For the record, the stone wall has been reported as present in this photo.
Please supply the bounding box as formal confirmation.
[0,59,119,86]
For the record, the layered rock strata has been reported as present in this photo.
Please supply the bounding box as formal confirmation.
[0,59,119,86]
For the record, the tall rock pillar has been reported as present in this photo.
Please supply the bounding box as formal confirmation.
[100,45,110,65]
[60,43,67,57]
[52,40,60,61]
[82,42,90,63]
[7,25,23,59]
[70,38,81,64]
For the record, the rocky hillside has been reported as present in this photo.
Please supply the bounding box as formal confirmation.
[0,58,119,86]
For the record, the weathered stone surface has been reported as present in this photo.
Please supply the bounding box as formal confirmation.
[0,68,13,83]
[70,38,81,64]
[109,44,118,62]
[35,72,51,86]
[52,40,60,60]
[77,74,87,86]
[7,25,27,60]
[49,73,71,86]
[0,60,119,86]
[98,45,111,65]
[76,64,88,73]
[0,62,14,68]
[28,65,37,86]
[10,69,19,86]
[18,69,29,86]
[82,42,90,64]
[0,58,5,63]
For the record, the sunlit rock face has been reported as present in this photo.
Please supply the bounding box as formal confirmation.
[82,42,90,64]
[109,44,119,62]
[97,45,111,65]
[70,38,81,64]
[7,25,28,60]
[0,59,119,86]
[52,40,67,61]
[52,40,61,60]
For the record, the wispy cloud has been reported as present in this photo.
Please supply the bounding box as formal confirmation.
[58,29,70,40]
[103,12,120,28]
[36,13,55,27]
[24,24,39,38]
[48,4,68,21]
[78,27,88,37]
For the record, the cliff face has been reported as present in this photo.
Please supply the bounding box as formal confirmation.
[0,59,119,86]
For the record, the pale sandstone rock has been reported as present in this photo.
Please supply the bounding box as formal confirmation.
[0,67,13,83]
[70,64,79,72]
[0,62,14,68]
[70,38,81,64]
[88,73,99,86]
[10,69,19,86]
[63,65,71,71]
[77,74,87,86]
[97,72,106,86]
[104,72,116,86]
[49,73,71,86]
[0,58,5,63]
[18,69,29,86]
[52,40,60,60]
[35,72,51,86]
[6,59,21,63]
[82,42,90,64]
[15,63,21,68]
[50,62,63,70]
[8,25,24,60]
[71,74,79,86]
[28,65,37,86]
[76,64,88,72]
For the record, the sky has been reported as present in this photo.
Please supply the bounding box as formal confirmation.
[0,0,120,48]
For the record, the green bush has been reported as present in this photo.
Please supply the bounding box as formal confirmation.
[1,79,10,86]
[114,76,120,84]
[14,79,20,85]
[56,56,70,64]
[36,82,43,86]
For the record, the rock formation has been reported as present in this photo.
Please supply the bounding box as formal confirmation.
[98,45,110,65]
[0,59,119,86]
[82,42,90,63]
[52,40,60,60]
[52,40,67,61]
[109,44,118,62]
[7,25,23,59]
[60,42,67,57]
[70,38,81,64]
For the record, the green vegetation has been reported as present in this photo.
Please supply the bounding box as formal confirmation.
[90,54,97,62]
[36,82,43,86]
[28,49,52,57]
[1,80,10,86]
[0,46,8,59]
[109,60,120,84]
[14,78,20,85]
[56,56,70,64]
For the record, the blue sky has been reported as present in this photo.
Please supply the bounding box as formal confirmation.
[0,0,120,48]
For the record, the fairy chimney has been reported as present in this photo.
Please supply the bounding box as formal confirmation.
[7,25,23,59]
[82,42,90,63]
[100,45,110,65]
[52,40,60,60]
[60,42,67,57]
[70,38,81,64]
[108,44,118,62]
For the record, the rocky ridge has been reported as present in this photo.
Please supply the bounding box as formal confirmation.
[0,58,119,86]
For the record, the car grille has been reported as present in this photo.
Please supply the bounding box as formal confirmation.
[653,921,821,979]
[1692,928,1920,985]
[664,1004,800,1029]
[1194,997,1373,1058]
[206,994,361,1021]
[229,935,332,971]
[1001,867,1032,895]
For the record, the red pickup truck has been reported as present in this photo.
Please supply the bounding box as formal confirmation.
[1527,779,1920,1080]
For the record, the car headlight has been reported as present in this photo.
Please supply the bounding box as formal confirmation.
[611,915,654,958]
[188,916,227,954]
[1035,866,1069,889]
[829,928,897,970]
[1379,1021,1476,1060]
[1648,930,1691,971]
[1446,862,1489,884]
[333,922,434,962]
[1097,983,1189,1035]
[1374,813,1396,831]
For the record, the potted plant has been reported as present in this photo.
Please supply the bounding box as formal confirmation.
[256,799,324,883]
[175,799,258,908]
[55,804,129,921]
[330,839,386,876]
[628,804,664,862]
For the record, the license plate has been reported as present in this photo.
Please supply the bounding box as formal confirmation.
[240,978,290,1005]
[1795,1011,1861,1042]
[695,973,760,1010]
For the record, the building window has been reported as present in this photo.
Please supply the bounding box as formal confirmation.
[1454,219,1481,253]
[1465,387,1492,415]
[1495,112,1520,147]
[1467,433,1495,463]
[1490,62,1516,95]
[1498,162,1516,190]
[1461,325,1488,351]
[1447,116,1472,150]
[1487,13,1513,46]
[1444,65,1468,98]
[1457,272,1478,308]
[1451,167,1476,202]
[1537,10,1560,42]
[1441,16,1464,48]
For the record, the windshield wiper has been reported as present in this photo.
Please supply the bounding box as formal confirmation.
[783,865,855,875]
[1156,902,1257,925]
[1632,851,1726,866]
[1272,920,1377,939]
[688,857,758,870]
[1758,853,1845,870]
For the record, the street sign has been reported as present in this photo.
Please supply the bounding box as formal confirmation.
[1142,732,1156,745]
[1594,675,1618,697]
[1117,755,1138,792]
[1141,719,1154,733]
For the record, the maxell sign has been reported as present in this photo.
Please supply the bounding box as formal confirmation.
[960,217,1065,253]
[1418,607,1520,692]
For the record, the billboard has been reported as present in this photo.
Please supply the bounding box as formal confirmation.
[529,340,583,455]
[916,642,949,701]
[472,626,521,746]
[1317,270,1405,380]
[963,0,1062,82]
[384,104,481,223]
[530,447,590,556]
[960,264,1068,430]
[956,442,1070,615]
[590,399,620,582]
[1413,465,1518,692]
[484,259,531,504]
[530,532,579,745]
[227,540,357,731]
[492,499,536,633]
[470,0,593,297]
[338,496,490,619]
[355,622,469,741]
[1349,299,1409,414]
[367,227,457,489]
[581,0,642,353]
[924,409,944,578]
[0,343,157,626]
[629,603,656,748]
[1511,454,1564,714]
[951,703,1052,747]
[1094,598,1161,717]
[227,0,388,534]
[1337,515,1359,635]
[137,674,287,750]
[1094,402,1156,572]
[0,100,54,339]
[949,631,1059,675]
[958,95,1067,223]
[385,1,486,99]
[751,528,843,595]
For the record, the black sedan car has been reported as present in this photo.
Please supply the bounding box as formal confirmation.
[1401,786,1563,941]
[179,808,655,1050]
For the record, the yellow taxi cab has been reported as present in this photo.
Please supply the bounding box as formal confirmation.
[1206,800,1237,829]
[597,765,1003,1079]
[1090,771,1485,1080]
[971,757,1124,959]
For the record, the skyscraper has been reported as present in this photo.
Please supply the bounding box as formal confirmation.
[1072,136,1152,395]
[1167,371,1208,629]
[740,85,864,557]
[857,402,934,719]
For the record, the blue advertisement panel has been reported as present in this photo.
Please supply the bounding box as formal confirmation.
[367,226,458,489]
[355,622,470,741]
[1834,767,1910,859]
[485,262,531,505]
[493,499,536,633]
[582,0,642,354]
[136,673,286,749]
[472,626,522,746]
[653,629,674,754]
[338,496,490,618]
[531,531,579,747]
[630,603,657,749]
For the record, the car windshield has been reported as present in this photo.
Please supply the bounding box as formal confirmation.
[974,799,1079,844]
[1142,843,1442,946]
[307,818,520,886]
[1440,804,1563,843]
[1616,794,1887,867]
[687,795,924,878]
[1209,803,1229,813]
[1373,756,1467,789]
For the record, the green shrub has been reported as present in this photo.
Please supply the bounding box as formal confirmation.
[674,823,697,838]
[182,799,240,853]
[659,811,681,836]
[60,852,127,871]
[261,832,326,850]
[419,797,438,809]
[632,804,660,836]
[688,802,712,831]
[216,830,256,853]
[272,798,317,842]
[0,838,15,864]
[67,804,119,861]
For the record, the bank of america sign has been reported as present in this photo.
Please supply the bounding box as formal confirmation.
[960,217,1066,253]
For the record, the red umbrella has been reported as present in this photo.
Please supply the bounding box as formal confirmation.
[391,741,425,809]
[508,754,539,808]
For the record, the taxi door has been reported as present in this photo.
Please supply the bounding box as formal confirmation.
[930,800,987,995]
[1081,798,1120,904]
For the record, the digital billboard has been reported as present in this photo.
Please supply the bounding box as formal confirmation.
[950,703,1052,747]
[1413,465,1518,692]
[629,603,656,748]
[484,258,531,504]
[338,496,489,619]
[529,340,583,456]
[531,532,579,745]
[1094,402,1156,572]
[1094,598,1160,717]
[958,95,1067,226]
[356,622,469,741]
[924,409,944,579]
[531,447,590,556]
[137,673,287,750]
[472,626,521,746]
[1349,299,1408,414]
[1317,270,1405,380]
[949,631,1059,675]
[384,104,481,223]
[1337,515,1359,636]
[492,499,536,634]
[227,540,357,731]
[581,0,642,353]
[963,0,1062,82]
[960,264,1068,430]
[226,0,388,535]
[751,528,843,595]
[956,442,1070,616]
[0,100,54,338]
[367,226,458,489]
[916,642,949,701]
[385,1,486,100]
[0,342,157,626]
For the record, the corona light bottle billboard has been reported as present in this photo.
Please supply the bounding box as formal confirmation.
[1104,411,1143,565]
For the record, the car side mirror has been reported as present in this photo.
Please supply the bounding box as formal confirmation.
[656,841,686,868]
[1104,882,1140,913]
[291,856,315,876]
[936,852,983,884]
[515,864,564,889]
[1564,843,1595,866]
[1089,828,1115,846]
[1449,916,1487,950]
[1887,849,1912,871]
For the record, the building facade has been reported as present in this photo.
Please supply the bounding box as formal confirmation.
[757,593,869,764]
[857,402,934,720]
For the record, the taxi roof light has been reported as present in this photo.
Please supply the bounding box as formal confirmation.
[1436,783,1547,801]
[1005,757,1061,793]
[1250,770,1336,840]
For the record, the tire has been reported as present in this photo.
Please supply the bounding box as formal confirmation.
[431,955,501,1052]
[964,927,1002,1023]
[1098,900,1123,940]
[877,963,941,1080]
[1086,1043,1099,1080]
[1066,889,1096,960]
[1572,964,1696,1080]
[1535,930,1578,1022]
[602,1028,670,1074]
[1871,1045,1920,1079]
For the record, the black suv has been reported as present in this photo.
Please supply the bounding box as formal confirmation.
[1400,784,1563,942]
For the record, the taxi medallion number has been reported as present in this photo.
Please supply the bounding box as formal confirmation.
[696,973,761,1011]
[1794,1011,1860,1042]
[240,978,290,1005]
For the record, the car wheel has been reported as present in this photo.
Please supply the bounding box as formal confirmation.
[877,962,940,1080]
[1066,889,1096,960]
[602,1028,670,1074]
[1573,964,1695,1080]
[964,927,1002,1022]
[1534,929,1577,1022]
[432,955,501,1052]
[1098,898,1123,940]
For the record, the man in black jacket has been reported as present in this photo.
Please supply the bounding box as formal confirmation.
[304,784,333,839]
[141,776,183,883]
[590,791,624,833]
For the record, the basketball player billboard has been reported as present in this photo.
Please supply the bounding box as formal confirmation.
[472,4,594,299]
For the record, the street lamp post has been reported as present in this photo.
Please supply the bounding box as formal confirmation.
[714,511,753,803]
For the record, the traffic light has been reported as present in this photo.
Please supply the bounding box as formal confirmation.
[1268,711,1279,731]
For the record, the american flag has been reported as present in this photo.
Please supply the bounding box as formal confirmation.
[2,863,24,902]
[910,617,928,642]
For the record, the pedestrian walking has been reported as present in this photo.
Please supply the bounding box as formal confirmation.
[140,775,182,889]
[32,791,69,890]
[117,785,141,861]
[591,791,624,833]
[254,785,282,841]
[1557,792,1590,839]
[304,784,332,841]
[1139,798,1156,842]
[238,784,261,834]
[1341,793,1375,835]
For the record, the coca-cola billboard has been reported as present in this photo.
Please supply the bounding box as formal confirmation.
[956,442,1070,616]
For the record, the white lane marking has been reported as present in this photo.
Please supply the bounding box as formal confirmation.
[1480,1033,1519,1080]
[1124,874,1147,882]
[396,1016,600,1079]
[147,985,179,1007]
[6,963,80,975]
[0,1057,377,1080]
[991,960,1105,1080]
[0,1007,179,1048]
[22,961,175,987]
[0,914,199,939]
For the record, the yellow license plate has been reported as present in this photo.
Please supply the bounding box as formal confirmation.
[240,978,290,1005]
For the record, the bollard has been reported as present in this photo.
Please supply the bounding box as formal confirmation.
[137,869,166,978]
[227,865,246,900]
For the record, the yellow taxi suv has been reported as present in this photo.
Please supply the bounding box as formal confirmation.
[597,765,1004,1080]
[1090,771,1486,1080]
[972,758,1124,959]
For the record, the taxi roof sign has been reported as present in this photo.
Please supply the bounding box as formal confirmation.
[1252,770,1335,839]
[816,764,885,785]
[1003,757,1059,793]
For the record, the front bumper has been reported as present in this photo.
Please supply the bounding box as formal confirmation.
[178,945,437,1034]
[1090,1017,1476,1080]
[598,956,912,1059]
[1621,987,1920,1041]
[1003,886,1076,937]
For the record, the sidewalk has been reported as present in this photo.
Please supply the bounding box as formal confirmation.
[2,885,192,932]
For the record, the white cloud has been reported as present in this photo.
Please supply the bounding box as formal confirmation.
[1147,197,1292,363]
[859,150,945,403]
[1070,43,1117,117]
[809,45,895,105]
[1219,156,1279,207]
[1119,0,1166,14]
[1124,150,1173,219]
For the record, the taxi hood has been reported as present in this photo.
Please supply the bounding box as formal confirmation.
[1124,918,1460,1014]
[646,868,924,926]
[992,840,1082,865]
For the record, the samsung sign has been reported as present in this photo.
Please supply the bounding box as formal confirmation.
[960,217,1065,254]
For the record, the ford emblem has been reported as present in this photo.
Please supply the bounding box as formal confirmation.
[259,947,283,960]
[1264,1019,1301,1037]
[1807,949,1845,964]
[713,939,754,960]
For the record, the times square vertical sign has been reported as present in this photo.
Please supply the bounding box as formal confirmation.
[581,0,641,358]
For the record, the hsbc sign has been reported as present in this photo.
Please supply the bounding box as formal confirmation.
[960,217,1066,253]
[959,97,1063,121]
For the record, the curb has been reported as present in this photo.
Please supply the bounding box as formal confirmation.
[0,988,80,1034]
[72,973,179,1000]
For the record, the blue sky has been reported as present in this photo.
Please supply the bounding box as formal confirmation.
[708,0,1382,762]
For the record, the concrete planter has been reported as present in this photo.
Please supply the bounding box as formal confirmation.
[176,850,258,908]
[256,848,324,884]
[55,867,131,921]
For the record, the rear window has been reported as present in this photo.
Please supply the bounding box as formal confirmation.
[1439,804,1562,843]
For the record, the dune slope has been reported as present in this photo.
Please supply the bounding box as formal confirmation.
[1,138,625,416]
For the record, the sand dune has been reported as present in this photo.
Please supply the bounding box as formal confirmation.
----
_TASK TO CARRY OUT:_ Output exactly the lines of the material above from the one containing "For the record, the hsbc" up to and including the one containing "For the record, the rear".

_SOLUTION:_
For the record, the hsbc sign has been reported as present in this photo.
Please supply the bounding box as formal confirmation.
[960,217,1066,253]
[959,97,1063,121]
For the record, the curb has been reported as present in this photo.
Please supply the bounding box as formal confirmation.
[0,988,80,1034]
[72,973,179,1000]
For the record, the blue sky has been reported as present in this photo.
Please supply the bounding box as formal confirmation.
[708,0,1382,762]
For the record, the concrete planter has been reported as present in this photo.
Please supply the bounding box as formal confirmation.
[176,850,258,908]
[256,848,324,884]
[55,867,131,921]
For the record, the rear window has been reported as present in this photo.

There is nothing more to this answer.